Recast the data below as a Markdown table with the columns Row and Line, giving each line its own numbered row, skipping blank lines, and leaving the pictures out.

-- Start Source records --

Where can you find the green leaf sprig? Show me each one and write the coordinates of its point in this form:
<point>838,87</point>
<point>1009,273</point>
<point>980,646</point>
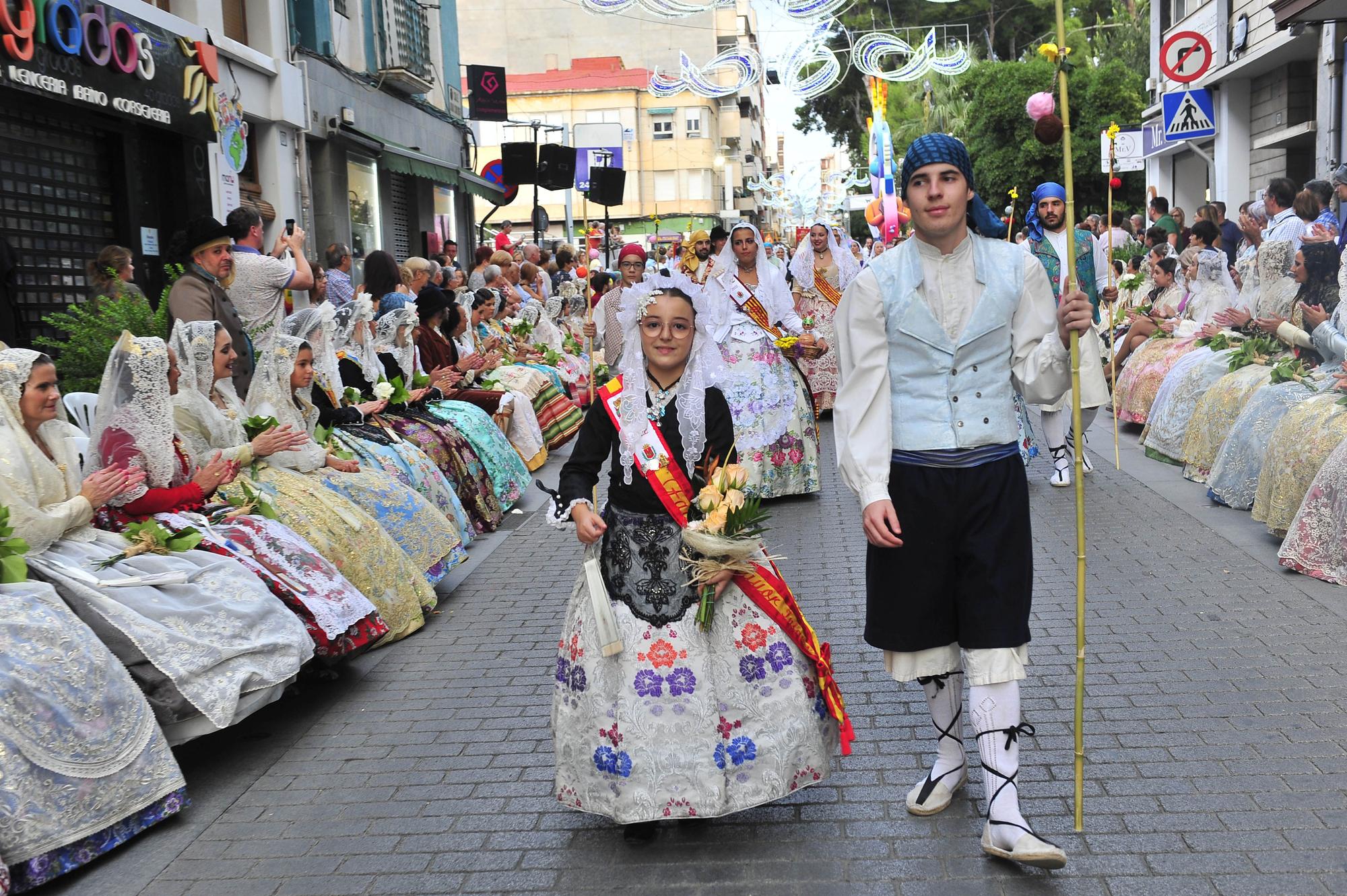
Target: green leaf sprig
<point>14,568</point>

-- End Source records --

Written solution:
| Row | Line |
|---|---|
| 1 | Where can you find the green leaf sprig? Show me each one and write the coordinates of its point in this form: |
| 2 | <point>838,87</point> |
| 3 | <point>1009,273</point> |
| 4 | <point>980,646</point> |
| 5 | Target: green leaf sprig |
| 6 | <point>14,568</point> |